§ SET TASK
Format every line of the items below as a numbered list, skipping any blank lines. Leave the pictures out of your answer.

((

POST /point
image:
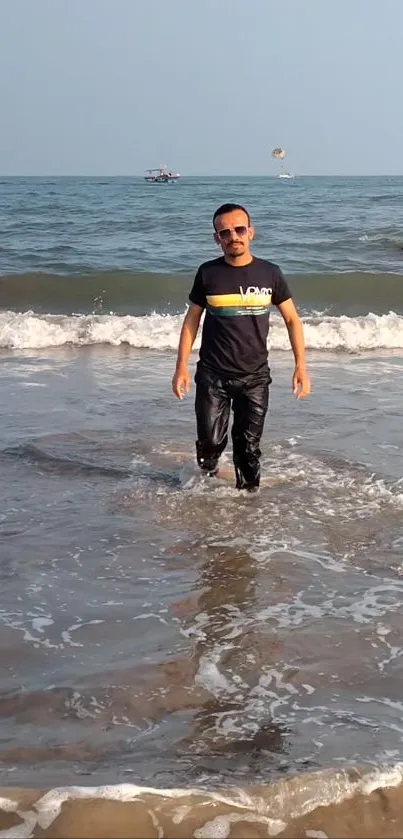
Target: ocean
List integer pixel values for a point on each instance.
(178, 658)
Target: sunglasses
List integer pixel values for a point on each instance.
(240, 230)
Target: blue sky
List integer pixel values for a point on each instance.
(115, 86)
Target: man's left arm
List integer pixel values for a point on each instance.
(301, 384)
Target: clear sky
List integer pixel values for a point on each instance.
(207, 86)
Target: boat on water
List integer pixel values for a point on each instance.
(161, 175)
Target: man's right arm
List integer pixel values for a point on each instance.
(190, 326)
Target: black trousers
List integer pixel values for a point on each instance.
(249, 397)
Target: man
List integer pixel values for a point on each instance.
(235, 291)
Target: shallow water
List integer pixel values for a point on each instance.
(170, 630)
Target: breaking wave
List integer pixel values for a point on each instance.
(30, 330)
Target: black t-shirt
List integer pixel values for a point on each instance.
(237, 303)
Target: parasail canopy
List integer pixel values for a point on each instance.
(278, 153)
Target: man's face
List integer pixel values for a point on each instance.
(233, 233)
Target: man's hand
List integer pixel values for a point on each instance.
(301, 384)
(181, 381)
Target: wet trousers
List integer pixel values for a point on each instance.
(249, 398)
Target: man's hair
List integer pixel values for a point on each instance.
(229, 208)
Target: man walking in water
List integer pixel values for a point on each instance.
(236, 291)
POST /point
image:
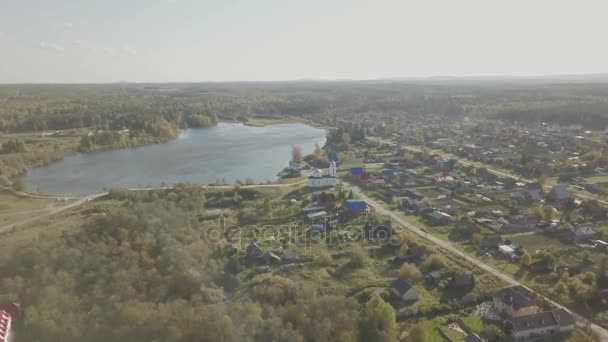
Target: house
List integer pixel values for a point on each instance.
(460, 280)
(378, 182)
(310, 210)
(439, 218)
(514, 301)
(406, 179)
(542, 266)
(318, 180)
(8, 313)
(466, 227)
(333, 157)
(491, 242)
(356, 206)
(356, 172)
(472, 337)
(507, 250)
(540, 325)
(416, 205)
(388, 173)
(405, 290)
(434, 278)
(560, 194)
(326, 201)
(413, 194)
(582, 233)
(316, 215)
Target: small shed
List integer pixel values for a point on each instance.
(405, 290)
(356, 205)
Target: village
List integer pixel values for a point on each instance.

))

§ FINISHED TASK
1. POST /point
2. image:
3. Target: ocean
4. List integer pixel values for a point on each instance.
5. (178, 658)
6. Target: sunglasses
7. List integer pixel values for a point on each instance.
8. (240, 230)
9. Target: blue sky
10. List integer pixel values for a point on each instance.
11. (115, 86)
12. Target: man's left arm
13. List integer pixel values for a point on each instance.
14. (301, 384)
15. Target: clear sky
16. List integer pixel values for a point on each instance.
17. (207, 86)
18. Target: boat on water
19. List integer pixel values for a point on each instance.
20. (161, 175)
21. Target: man's right arm
22. List integer pixel values for a point on each instance.
23. (190, 326)
24. Target: black trousers
25. List integer pixel values for a point on each instance.
26. (249, 397)
27. Target: man
28. List integer pixel values for a point on each instance.
29. (235, 291)
30. Target: shallow water
31. List integer pixel values for a point on each instance.
32. (170, 630)
33. Target: breaking wave
34. List integer pixel values for a point on each instance.
35. (30, 330)
36. Target: black t-shirt
37. List integer pixel values for a point on each instance.
38. (237, 303)
39. Target: parasail canopy
40. List integer pixel values for a point on each instance.
41. (278, 153)
42. Target: man's face
43. List integer pixel values for a point on each instance.
44. (233, 233)
45. Target: man's hand
46. List integer pixel values for a point on each instance.
47. (301, 384)
48. (181, 381)
49. Target: wet trousers
50. List integer pixel values for a point on each instance.
51. (249, 398)
52. Target: man's hair
53. List integer pixel values for a point on each instance.
54. (229, 208)
55. Target: man walking in water
56. List integer pixel values for a point on each instance.
57. (236, 291)
58. POST /point
59. image:
60. Target: house
61. List integer pixel values for a point on each instance.
62. (460, 280)
63. (378, 182)
64. (310, 210)
65. (439, 218)
66. (514, 301)
67. (406, 179)
68. (542, 266)
69. (318, 180)
70. (8, 313)
71. (466, 227)
72. (333, 157)
73. (491, 242)
74. (356, 206)
75. (356, 172)
76. (472, 337)
77. (507, 250)
78. (540, 325)
79. (416, 205)
80. (388, 173)
81. (405, 290)
82. (434, 278)
83. (560, 194)
84. (326, 201)
85. (413, 194)
86. (582, 233)
87. (316, 215)
88. Target: small shed
89. List integer pixel values for a point on each instance.
90. (405, 290)
91. (356, 205)
92. Target: village
93. List integer pixel values for a point on each instance.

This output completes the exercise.